## Required work
Output the records below as a two-column CSV with the headers text and answer. Give each item its own row, put its text and its answer in separate quoted fields, replace any line breaks with spaces, and leave the pictures out.

*** Extracted data

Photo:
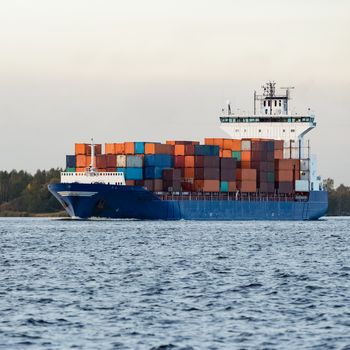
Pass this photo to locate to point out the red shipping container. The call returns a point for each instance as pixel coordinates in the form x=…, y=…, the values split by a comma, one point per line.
x=111, y=161
x=278, y=145
x=187, y=186
x=81, y=148
x=189, y=150
x=101, y=161
x=209, y=141
x=189, y=161
x=179, y=150
x=188, y=173
x=246, y=156
x=207, y=173
x=81, y=160
x=246, y=174
x=226, y=153
x=228, y=174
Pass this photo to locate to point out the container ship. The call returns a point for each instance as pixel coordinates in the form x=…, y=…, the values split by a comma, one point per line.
x=262, y=171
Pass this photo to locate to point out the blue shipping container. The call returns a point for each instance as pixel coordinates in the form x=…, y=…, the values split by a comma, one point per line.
x=224, y=186
x=134, y=161
x=70, y=161
x=159, y=160
x=139, y=147
x=121, y=170
x=133, y=174
x=206, y=150
x=152, y=172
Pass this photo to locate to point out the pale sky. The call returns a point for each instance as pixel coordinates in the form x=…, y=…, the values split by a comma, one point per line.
x=160, y=69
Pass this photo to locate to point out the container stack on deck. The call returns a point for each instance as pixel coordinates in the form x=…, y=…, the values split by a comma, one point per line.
x=220, y=165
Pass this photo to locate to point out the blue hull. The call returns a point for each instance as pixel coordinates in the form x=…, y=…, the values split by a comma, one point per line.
x=131, y=202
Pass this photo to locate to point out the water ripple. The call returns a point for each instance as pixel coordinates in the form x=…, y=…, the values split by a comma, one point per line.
x=174, y=285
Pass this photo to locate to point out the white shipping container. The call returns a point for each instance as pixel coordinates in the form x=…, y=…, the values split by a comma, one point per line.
x=304, y=165
x=301, y=185
x=286, y=153
x=305, y=175
x=295, y=153
x=121, y=161
x=246, y=145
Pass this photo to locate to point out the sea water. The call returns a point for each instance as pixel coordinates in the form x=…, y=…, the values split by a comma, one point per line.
x=174, y=285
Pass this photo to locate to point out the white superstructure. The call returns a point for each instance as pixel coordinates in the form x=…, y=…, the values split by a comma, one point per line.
x=91, y=176
x=272, y=120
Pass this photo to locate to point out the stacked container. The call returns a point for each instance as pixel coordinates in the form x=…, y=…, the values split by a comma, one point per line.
x=220, y=165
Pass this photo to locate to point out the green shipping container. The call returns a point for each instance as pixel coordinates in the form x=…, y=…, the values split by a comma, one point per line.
x=224, y=186
x=236, y=154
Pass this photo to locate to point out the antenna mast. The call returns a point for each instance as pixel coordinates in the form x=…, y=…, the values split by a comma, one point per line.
x=287, y=88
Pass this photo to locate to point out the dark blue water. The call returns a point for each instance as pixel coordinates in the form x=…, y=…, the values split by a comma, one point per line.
x=174, y=285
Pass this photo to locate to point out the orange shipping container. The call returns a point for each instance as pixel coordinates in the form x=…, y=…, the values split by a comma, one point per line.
x=246, y=174
x=227, y=144
x=246, y=186
x=189, y=161
x=109, y=148
x=81, y=148
x=188, y=173
x=80, y=161
x=209, y=141
x=207, y=185
x=246, y=156
x=179, y=150
x=278, y=154
x=284, y=175
x=129, y=147
x=232, y=186
x=287, y=164
x=218, y=142
x=236, y=145
x=119, y=148
x=245, y=165
x=226, y=153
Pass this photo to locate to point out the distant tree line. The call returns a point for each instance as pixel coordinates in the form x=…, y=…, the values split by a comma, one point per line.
x=22, y=193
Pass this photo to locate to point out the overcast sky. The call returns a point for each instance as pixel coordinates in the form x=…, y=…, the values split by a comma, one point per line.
x=161, y=69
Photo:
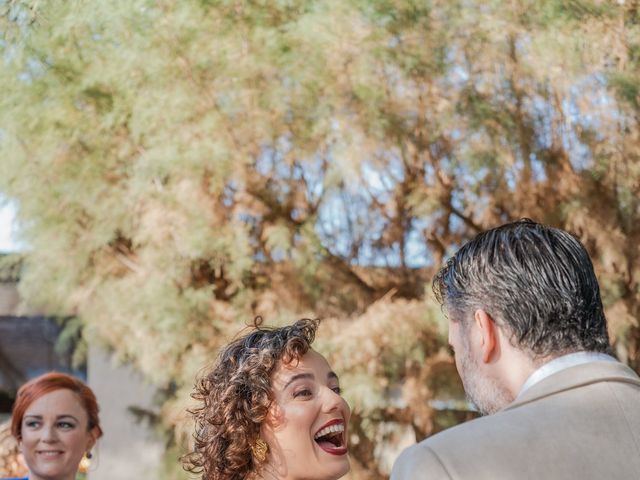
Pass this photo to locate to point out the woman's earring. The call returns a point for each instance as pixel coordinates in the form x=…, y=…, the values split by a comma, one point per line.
x=260, y=449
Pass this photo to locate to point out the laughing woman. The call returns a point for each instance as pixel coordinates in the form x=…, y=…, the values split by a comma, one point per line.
x=270, y=409
x=55, y=421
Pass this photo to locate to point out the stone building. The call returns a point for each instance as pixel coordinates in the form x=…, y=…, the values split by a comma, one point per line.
x=30, y=345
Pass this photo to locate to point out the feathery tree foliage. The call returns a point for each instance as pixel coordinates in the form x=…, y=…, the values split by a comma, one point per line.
x=181, y=167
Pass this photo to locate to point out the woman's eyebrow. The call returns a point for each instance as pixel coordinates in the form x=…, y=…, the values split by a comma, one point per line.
x=298, y=377
x=67, y=415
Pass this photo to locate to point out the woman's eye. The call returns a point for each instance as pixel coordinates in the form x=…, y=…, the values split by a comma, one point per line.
x=302, y=393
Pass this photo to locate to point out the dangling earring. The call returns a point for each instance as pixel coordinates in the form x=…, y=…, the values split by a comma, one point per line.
x=260, y=449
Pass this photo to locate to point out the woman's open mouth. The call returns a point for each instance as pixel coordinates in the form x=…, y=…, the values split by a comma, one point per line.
x=331, y=437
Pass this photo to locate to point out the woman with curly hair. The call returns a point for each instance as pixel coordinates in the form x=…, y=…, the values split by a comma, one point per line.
x=270, y=409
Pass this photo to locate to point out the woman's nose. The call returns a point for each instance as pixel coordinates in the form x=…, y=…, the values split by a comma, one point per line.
x=333, y=401
x=49, y=434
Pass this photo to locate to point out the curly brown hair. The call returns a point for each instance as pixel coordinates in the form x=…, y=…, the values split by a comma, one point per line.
x=235, y=398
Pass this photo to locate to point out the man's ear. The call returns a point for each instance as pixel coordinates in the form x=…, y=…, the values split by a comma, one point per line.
x=488, y=334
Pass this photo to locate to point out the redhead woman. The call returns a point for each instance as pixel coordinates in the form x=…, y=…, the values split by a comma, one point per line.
x=55, y=421
x=271, y=409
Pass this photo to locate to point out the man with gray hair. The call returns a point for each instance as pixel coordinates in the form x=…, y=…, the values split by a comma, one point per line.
x=527, y=326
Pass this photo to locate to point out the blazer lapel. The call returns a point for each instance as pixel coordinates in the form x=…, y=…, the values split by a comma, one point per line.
x=572, y=377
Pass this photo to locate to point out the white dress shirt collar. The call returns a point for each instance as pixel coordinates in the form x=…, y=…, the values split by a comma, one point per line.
x=562, y=363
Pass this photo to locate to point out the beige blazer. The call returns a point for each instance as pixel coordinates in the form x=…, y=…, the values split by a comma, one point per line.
x=580, y=423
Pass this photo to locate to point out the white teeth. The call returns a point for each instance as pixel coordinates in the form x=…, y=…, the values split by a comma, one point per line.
x=339, y=427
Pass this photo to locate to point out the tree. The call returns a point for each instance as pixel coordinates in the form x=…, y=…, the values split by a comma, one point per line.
x=183, y=166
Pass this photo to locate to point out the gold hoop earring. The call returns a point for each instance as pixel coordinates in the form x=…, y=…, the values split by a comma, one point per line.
x=260, y=449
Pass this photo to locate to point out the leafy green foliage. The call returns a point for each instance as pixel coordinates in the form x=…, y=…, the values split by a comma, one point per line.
x=181, y=167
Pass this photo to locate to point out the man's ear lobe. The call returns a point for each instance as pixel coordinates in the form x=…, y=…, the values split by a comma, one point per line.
x=488, y=334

******

## The output
text,answer
"Photo: Pass this photo to locate to point out the red shipping container. The call returns a point for each instance as pixel coordinates in the form x=…, y=…, the values split by a comma, one point per line.","x=111, y=161 x=278, y=145 x=187, y=186 x=81, y=148 x=189, y=150 x=101, y=161 x=209, y=141 x=189, y=161 x=179, y=150 x=188, y=173 x=246, y=156 x=207, y=173 x=81, y=160 x=246, y=174 x=226, y=153 x=228, y=174"
"Pass this photo to locate to point out the container ship. The call returns a point for each instance as pixel coordinates in the form x=…, y=…, the values split by a comma, one point per line.","x=262, y=171"
"Pass this photo to locate to point out the blue shipping container. The call returns a point for each instance as pixel coordinates in the form x=…, y=…, the values split by a comma, one point per line.","x=224, y=186 x=134, y=161 x=70, y=161 x=159, y=160 x=139, y=147 x=121, y=170 x=133, y=174 x=206, y=150 x=152, y=172"
"Pass this photo to locate to point out the pale sky. The call returns a point for each instance as pixel coordinates in the form x=…, y=…, the values split by a comma, one point per line.","x=160, y=69"
"Pass this photo to locate to point out the container stack on deck. The call returns a point for each instance as pixel coordinates in the form x=…, y=…, the values split by a comma, one point per line.","x=220, y=165"
"Pass this photo to locate to point out the blue hull. The call returns a point for each instance as pixel coordinates in the form x=…, y=…, the values split by a comma, one point per line.","x=131, y=202"
"Pass this photo to locate to point out the water ripple. The call returns a point for each instance as pixel coordinates in the form x=…, y=…, the values split by a comma, one point per line.","x=174, y=285"
"Pass this photo to locate to point out the white shipping container. The call returns a point for each instance as pixel coordinates in the form x=…, y=…, the values split by a comma, one point per line.","x=304, y=165 x=301, y=185 x=286, y=153 x=305, y=175 x=295, y=153 x=121, y=161 x=246, y=145"
"Pass this photo to locate to point out the sea water. The call returns a point for each instance as pixel coordinates in the form x=…, y=…, the values split by a comma, one point per line.","x=174, y=285"
"Pass this photo to locate to point out the white superstructure. The call returns a point for each instance as pixel coordinates in the form x=…, y=…, the values split by a comma, one point per line.","x=91, y=176 x=272, y=120"
"Pass this photo to locate to point out the stacked container. The call returns a point for each instance as pixel coordinates in the form x=…, y=…, the values split by a comma, one point per line.","x=220, y=165"
"Pass this photo to locate to point out the green shipping container. The call returns a point for each instance as pixel coordinates in the form x=…, y=…, the values split by a comma, one point per line.","x=224, y=186 x=236, y=154"
"Pass this photo to locate to point out the antenna mast. The call returns a point for each instance as pixel coordinates in the form x=…, y=…, the values split by a comma, one point per line.","x=287, y=88"
"Pass this photo to locate to point out the dark blue water. The call returns a point for each instance as pixel coordinates in the form x=…, y=…, the values split by a comma, one point per line.","x=174, y=285"
"Pass this photo to locate to point out the orange shipping container. The call returns a point for each instance as pixel coordinates in the form x=…, y=…, the values split by a comma, one point per line.","x=246, y=174 x=227, y=144 x=246, y=186 x=189, y=161 x=109, y=148 x=81, y=148 x=188, y=173 x=80, y=161 x=209, y=141 x=207, y=185 x=246, y=156 x=179, y=150 x=278, y=154 x=284, y=175 x=129, y=147 x=232, y=186 x=287, y=164 x=218, y=142 x=236, y=145 x=119, y=148 x=245, y=165 x=226, y=153"
"Pass this photo to locate to point out the distant tree line. The call returns a point for each instance as pixel coordinates in the form x=…, y=…, the values split by a comma, one point per line.","x=22, y=193"
"Pass this photo to locate to point out the overcast sky. The call returns a point for each instance as pixel coordinates in the form x=…, y=…, the values split by a comma, one point per line.","x=161, y=69"
"Photo: Pass this photo to locate to point out the woman's earring. The call returns a point for each instance as pixel coordinates in the form x=…, y=…, the values split by a comma, one point per line.","x=260, y=449"
"Pass this photo to locate to point out the laughing woman. The call returns a point for each instance as pixel coordinates in the form x=…, y=…, the values split by a comma, one point per line.","x=270, y=409 x=55, y=421"
"Pass this photo to locate to point out the stone building. The call returns a point for each instance as pixel coordinates in the form x=…, y=…, the values split by a comma, one point per line.","x=30, y=345"
"Pass this photo to locate to point out the feathery tree foliage. The call returns a point for each instance as pixel coordinates in the form x=…, y=…, the values split by a comma, one point per line.","x=181, y=167"
"Pass this photo to locate to point out the woman's eyebrow. The call returns a point for each instance as pixel coordinates in the form x=…, y=…, the values split by a comma, one point per line.","x=298, y=377 x=67, y=415"
"Pass this photo to locate to point out the woman's eye. The call returns a point for each instance as pixel coordinates in the form x=…, y=…, the values split by a comma, one point per line.","x=302, y=393"
"Pass this photo to locate to point out the dangling earring. The call returns a point for each instance as pixel coordinates in the form x=…, y=…, the values split by a comma, one point per line.","x=260, y=449"
"Pass this photo to locate to point out the woman's open mouth. The call returns a point for each instance as pixel coordinates in the form x=…, y=…, the values split by a comma, one point per line.","x=331, y=437"
"Pass this photo to locate to point out the woman with curly hair. The call returns a point for each instance as pixel coordinates in the form x=…, y=…, the values split by a comma, one point per line.","x=270, y=409"
"Pass this photo to locate to point out the woman's nose. The call returns a point for each instance as pixel coordinates in the form x=…, y=…, the values split by a comma, one point per line.","x=333, y=401 x=49, y=434"
"Pass this photo to locate to point out the curly brown hair. The call returns a point for each instance as pixel coordinates in the form x=…, y=…, the values split by a comma, one point per line.","x=235, y=398"
"Pass this photo to locate to point out the man's ear. The call returns a point for each instance as pixel coordinates in the form x=…, y=…, the values split by a comma, one point per line.","x=488, y=334"
"Pass this photo to locate to point out the redhead woman. The call returns a point for each instance as pixel coordinates in the form x=…, y=…, the values split by a comma, one point per line.","x=55, y=421 x=271, y=409"
"Pass this photo to locate to point out the man with gray hair. The call returns a point for each instance as pixel coordinates in the form x=…, y=…, the values split by a comma, one point per line.","x=527, y=326"
"Pass this photo to locate to point out the blazer lapel. The call returns a point for each instance as pixel coordinates in the form x=…, y=…, the values split by a comma, one point per line.","x=572, y=377"
"Pass this photo to locate to point out the white dress shirt collar. The call returns a point for each instance as pixel coordinates in the form x=…, y=…, the values split by a comma, one point per line.","x=562, y=363"
"Pass this photo to locate to point out the beige blazer. The call returns a point for each instance as pixel coordinates in the form x=…, y=…, the values split by a comma, one point per line.","x=580, y=423"
"Pass this photo to locate to point out the white teeth. The call returns a point for each instance as pixel coordinates in the form x=…, y=…, the values split by a comma, one point per line.","x=339, y=427"
"Pass this photo to locate to point out the tree. The call returns a point for each instance as pixel coordinates in the form x=…, y=…, the values split by a comma, one point per line.","x=183, y=166"
"Pass this photo to locate to point out the gold hoop earring. The call returns a point for each instance as pixel coordinates in the form x=…, y=…, the values split by a comma, one point per line.","x=260, y=449"
"Pass this photo to locate to point out the leafy green foliage. The call returns a point for each instance as pixel coordinates in the form x=…, y=…, the values split by a comma, one point per line.","x=181, y=167"
"Pass this photo to locate to point out the man's ear lobe. The call returns a point for each instance as pixel coordinates in the form x=…, y=…, the values split by a comma, one point per line.","x=488, y=334"